[[ Selected extract, beginning ]]
If you haven’t watched the series finale, stop now. This is a major spoiler alert.
If you’ve seen the season finale, Felina then you would have had time to gather your breath, wipe away tears and sit back and allow your over-driven mind to begin processing that fierce yet emotional series finale of the critically acclaimed, Breaking Bad.
Vince Gilligan, the series creator of a show which saw the rise and fall of the meth mastermind king-pin Walter White (Bryan Cranston). Gilligan proudly stated “I think in that last scene, [Walt] is with his “precious”, in Lord of the Rings terms. He’s with that meth lab that he and Jesse designed, his baby so to speak, and the lyrics to the song, Baby Blue by Badfinger, back that up. And I think he is at peace with himself. He has screwed up his life tremendously and I think he knows that, but he has accomplished the thing he has set out to accomplish.”
[[ Selected extract, end ]]
### Questions
1. Answer these questions about the article on the Breaking Bad finale:
(a) What is the finale called?
(b) Which actor plays Walter White?
(c) Which song's lyrics does Gilligan say back up the last scene, and who performs it?
2. Pick up the article on the Breaking Bad finale after its last sentence and write what comes next.
[[ Data, beginning ]]
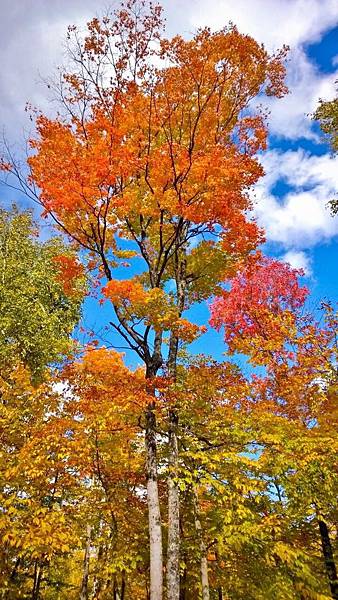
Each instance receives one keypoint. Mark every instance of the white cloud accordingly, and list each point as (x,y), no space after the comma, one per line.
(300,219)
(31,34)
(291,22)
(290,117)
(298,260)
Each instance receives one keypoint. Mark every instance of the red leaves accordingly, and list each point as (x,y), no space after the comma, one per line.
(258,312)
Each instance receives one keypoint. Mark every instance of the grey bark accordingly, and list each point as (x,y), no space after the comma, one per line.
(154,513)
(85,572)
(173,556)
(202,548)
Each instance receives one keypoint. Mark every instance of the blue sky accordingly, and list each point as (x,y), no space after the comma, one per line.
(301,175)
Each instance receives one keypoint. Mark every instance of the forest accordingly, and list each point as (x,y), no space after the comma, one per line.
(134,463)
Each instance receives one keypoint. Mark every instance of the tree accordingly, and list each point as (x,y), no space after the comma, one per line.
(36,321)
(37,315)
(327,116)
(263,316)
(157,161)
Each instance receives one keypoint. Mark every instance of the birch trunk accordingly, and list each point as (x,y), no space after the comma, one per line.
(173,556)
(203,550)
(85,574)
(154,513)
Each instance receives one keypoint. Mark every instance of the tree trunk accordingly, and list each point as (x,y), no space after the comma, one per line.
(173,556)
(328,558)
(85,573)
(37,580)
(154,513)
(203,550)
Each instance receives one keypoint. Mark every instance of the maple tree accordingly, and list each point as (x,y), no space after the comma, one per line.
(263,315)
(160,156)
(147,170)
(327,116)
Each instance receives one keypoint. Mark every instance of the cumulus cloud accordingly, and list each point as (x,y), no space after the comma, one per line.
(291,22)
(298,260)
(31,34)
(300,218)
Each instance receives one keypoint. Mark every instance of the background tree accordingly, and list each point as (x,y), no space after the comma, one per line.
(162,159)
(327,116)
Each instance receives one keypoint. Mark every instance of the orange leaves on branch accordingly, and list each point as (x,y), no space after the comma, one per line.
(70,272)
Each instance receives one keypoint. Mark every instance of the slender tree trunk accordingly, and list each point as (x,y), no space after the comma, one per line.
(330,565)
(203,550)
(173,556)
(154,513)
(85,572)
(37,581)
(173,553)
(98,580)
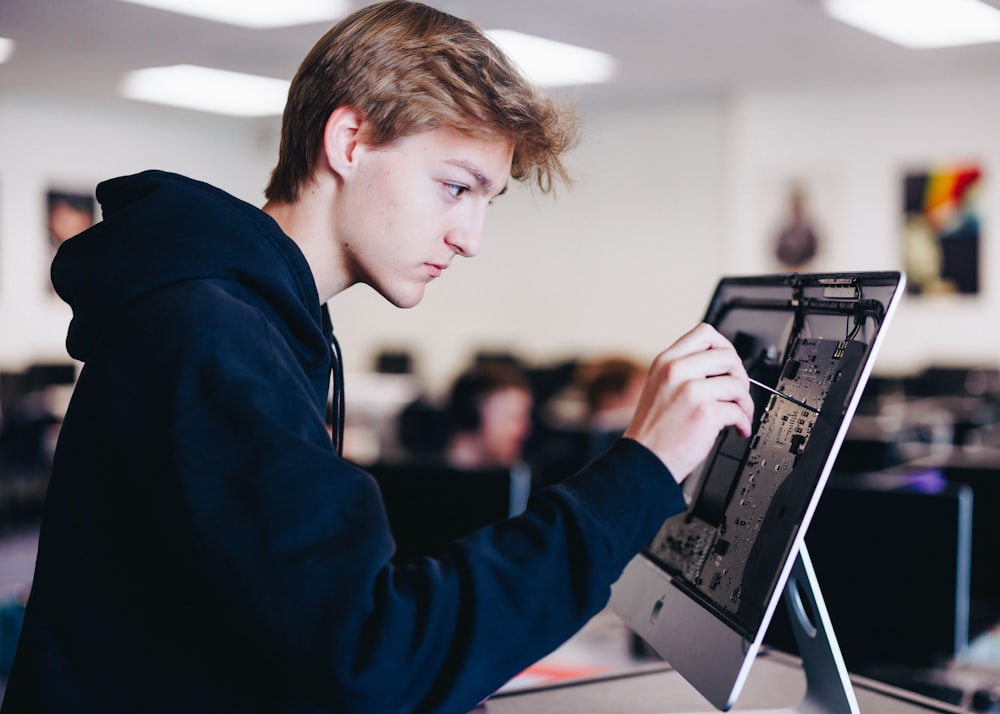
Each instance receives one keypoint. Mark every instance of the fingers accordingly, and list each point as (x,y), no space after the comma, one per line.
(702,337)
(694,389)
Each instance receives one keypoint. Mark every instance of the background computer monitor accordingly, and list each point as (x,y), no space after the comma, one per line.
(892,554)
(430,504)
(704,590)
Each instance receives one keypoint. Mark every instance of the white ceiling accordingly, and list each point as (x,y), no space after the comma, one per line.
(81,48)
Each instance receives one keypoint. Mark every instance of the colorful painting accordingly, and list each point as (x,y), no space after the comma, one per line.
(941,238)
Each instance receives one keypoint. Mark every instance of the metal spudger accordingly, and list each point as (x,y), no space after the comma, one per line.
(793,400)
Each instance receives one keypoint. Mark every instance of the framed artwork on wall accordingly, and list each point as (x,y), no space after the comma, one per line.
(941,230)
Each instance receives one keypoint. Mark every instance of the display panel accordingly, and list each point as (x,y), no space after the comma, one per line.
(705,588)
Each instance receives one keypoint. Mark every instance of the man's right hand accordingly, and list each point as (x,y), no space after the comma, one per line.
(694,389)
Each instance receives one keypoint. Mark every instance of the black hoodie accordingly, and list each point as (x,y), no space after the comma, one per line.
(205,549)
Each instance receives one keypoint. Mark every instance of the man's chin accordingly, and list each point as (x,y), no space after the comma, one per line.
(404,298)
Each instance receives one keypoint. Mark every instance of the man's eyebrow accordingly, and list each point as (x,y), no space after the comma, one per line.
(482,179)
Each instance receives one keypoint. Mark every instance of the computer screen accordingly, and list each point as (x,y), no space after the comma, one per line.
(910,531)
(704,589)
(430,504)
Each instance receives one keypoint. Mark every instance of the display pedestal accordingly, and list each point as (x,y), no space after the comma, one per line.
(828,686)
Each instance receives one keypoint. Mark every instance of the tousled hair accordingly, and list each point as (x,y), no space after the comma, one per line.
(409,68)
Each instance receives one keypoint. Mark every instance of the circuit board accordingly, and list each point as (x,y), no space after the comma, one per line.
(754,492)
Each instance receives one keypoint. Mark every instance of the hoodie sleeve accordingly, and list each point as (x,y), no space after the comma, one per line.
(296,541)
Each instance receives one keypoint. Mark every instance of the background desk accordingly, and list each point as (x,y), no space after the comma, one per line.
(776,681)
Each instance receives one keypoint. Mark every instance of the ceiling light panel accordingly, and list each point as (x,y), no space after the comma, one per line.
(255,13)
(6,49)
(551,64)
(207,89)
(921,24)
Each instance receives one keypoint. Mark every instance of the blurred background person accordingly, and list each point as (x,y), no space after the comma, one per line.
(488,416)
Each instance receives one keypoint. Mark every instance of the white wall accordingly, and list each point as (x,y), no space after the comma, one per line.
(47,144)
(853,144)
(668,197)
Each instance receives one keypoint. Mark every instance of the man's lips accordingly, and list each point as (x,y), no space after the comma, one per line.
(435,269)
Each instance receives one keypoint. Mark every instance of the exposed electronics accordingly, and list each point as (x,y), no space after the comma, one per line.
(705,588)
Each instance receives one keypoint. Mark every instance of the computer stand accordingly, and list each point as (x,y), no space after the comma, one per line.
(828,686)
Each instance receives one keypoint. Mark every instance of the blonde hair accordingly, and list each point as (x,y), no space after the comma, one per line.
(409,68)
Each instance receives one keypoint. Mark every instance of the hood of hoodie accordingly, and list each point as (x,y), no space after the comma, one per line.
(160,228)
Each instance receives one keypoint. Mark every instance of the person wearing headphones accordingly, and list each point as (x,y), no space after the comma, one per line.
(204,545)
[[ Data, end ]]
### Numbered answers
1.
(a) Felina
(b) Bryan Cranston
(c) Baby Blue, by Badfinger

2.
…the ending satisfies me and that’s something that I’m happy about…
In order to wrap up such a masterful, beloved and obsessed-over drama is an extremely huge challenge and to do so in a way that gives its viewers an exciting climax is beyond difficult. Gilligan was acutely aware of it as he and his writers slogged and sweated away for endless hours, days and weeks in search of the perfect ending, knowing full well, it might not be the perfect ending for some. He goes on to say “I think plenty of people out there will have had a different ending for this show in their mind’s eye and therefore we’re bound to disappoint a certain number of folks,” he says, “but I really think I can say with confidence that we made ourselves happy and that was not remotely a sure thing for the better part of a year. I feel that the ending satisfies me and that’s something that I’m happy about.”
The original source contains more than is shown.